## SHORT EXERCISE
Repeat all of the data below word for word, leaving out the pictures.

## DATA SUPPLIED
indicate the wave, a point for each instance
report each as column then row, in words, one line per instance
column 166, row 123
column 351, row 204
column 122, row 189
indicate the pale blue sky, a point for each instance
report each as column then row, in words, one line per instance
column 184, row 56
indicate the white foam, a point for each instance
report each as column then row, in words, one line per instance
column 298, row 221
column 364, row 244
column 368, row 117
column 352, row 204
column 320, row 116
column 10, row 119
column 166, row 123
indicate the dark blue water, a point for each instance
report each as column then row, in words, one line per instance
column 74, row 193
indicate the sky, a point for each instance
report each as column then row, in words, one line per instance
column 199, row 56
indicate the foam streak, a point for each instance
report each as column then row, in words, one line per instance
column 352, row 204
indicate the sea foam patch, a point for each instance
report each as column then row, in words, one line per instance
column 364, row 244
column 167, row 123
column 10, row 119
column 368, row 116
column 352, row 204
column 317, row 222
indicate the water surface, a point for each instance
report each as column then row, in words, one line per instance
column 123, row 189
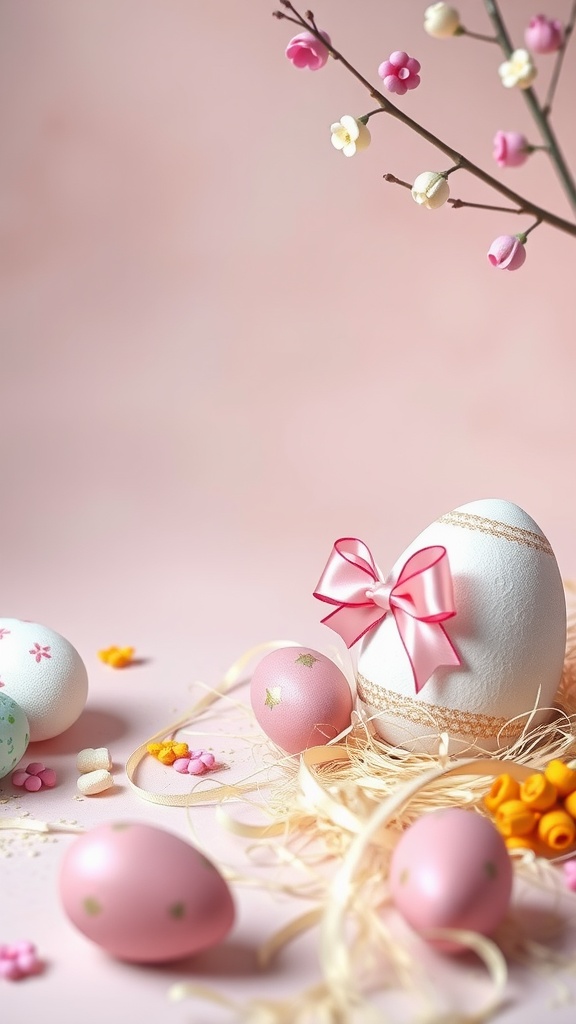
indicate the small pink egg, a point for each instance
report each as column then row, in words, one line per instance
column 144, row 894
column 300, row 698
column 451, row 869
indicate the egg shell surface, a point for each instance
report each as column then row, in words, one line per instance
column 144, row 894
column 45, row 676
column 300, row 698
column 13, row 733
column 451, row 869
column 508, row 631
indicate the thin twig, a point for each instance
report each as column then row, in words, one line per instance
column 388, row 108
column 559, row 61
column 537, row 112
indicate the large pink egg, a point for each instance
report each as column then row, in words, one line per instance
column 300, row 698
column 144, row 894
column 451, row 869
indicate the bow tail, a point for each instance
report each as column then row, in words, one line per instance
column 427, row 645
column 353, row 622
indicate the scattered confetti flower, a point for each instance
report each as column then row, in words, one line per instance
column 519, row 70
column 198, row 763
column 18, row 961
column 168, row 752
column 118, row 657
column 350, row 134
column 400, row 73
column 35, row 777
column 304, row 50
column 510, row 148
column 506, row 252
column 430, row 189
column 544, row 35
column 570, row 873
column 441, row 20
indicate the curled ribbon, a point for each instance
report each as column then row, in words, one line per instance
column 420, row 599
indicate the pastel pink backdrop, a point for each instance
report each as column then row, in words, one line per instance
column 223, row 345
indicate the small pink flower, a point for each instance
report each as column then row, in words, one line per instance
column 510, row 148
column 400, row 73
column 304, row 50
column 35, row 777
column 18, row 960
column 506, row 253
column 198, row 763
column 544, row 35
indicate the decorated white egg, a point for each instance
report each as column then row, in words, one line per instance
column 44, row 674
column 13, row 733
column 507, row 633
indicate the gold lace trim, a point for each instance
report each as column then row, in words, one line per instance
column 500, row 529
column 449, row 720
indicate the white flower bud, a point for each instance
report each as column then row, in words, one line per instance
column 441, row 20
column 430, row 188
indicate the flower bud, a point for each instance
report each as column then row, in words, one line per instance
column 506, row 253
column 504, row 787
column 519, row 71
column 538, row 793
column 515, row 818
column 562, row 776
column 510, row 148
column 544, row 35
column 441, row 20
column 558, row 829
column 430, row 189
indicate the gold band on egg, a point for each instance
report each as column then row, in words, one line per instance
column 449, row 720
column 500, row 529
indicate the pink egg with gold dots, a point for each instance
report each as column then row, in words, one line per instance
column 451, row 869
column 144, row 894
column 300, row 698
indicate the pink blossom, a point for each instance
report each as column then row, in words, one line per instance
column 510, row 148
column 304, row 50
column 400, row 73
column 544, row 35
column 506, row 253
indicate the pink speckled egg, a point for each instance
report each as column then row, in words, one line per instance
column 300, row 698
column 144, row 894
column 451, row 869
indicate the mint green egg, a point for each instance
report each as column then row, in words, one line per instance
column 14, row 734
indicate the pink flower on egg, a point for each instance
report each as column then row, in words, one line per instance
column 544, row 35
column 400, row 73
column 35, row 777
column 506, row 253
column 304, row 50
column 18, row 960
column 510, row 148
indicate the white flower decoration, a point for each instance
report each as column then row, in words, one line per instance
column 519, row 70
column 350, row 135
column 430, row 189
column 441, row 20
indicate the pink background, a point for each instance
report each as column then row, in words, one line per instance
column 223, row 345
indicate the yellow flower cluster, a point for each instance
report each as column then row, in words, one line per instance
column 118, row 657
column 539, row 812
column 168, row 752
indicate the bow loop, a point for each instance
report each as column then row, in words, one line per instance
column 420, row 598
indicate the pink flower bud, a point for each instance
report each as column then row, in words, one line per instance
column 400, row 73
column 510, row 148
column 304, row 50
column 506, row 253
column 544, row 35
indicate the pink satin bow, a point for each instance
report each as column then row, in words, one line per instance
column 420, row 599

## ANSWER TO THIS TASK
indicate the wave, a point for each instance
report each as column then row, in words, one line per instance
column 166, row 123
column 351, row 204
column 122, row 189
indicate the pale blue sky, a point for each instance
report each as column then row, in words, one line per instance
column 184, row 56
indicate the white foam, a point for each instance
report each as column then row, in words, one line per instance
column 298, row 221
column 364, row 244
column 368, row 117
column 352, row 204
column 320, row 116
column 10, row 119
column 166, row 123
indicate the dark blue water, a point for each instance
report each as column then row, in words, one line per instance
column 74, row 193
indicate the sky, a point for each instance
report each as column then row, in words, one line per instance
column 199, row 56
indicate the foam streak, a point for each instance
report each as column then row, in words, one line per instance
column 352, row 204
indicate the sea foam patch, a point for each instance
report each as column then row, in words, one line per instance
column 364, row 244
column 167, row 123
column 10, row 119
column 368, row 116
column 352, row 204
column 317, row 222
indicate the water surface, a point for each instance
report each as column then row, in words, one line per instance
column 123, row 189
indicate the small pink egg, a point for each instance
report each as column then row, in words, one line per instance
column 144, row 894
column 300, row 698
column 451, row 869
indicate the egg shell surface, a point for each instance
report each as column then row, in words, one line per instance
column 144, row 894
column 45, row 676
column 300, row 698
column 13, row 733
column 451, row 869
column 508, row 631
indicate the thin twig, a point for each instance
report each as column then row, in words, one line per instance
column 388, row 108
column 559, row 61
column 537, row 112
indicate the large pink egg, a point for each instance
report each as column then row, in words, one line per instance
column 300, row 698
column 144, row 894
column 451, row 869
indicate the bow tail, a point for each instance
report each as column then row, in words, one line per instance
column 427, row 645
column 353, row 622
indicate the scattered confetti flower, a point for each instance
report each as column then row, in words, one line per instance
column 519, row 70
column 198, row 763
column 18, row 961
column 168, row 752
column 118, row 657
column 350, row 134
column 400, row 73
column 35, row 777
column 304, row 50
column 510, row 148
column 506, row 252
column 430, row 189
column 544, row 35
column 570, row 873
column 441, row 20
indicate the curled ribbon, a point for each instance
report each as column then row, in words, one line per instance
column 420, row 599
indicate the pastel pink backdrop, a point for each instance
report each as column then row, in words, one line per instance
column 223, row 345
indicate the small pink flower, a point for each instance
report each as column then row, in words, one line per instance
column 510, row 148
column 400, row 73
column 304, row 50
column 35, row 777
column 18, row 960
column 506, row 253
column 198, row 763
column 544, row 35
indicate the decorated white egg, a point for each instance
report each as column then row, in words, one line per instance
column 44, row 674
column 13, row 733
column 507, row 633
indicate the gold lace trim, a point for each instance
report each as column then row, in words, one line per instance
column 500, row 529
column 449, row 720
indicate the white flower bud, a point for each instance
report each as column then row, in words, one line per instance
column 441, row 20
column 430, row 188
indicate the flower bud, a point for each instance
report each as column then row, in words, one line per instance
column 506, row 253
column 504, row 787
column 519, row 71
column 538, row 793
column 515, row 818
column 562, row 776
column 510, row 148
column 544, row 35
column 441, row 20
column 558, row 829
column 430, row 189
indicate the gold band on egg, a point for each instance
report each as column then row, in words, one line per instance
column 449, row 720
column 500, row 529
indicate the pink egg with gold dots, a point for each instance
report each as column then row, in words, one line per instance
column 451, row 869
column 144, row 894
column 300, row 698
indicate the pink blossom, a point for each instance
report each as column then row, in words, one line per instance
column 510, row 148
column 304, row 50
column 400, row 73
column 544, row 35
column 506, row 253
indicate the pink speckled egg, a point for each instance
report each as column then row, in words, one line per instance
column 300, row 698
column 144, row 894
column 451, row 869
indicate the mint green egg, a point for each instance
report each as column then row, in words, one line per instance
column 14, row 734
indicate the pink flower on egg, a point for each instance
report each as column then row, in words, one line per instance
column 544, row 35
column 400, row 73
column 35, row 777
column 506, row 253
column 304, row 50
column 18, row 960
column 510, row 148
indicate the white flower decoration, a point for each instance
report each as column then row, in words, one line per instance
column 519, row 70
column 350, row 135
column 430, row 189
column 441, row 20
indicate the pink background, a point for each instance
report each as column then row, in words, one line per instance
column 223, row 345
indicate the yellow flower cluster, a point for each instance
report each as column then row, in words, one line per instance
column 118, row 657
column 539, row 812
column 168, row 752
indicate the bow loop, a point for each instance
report each as column then row, in words, one line per instance
column 420, row 598
indicate the pink flower bud, a point for each instance
report each as column then row, in words, one line per instance
column 400, row 73
column 510, row 148
column 304, row 50
column 506, row 253
column 544, row 35
indicate the pink satin bow, a point for each instance
report each as column then row, in words, one line per instance
column 420, row 599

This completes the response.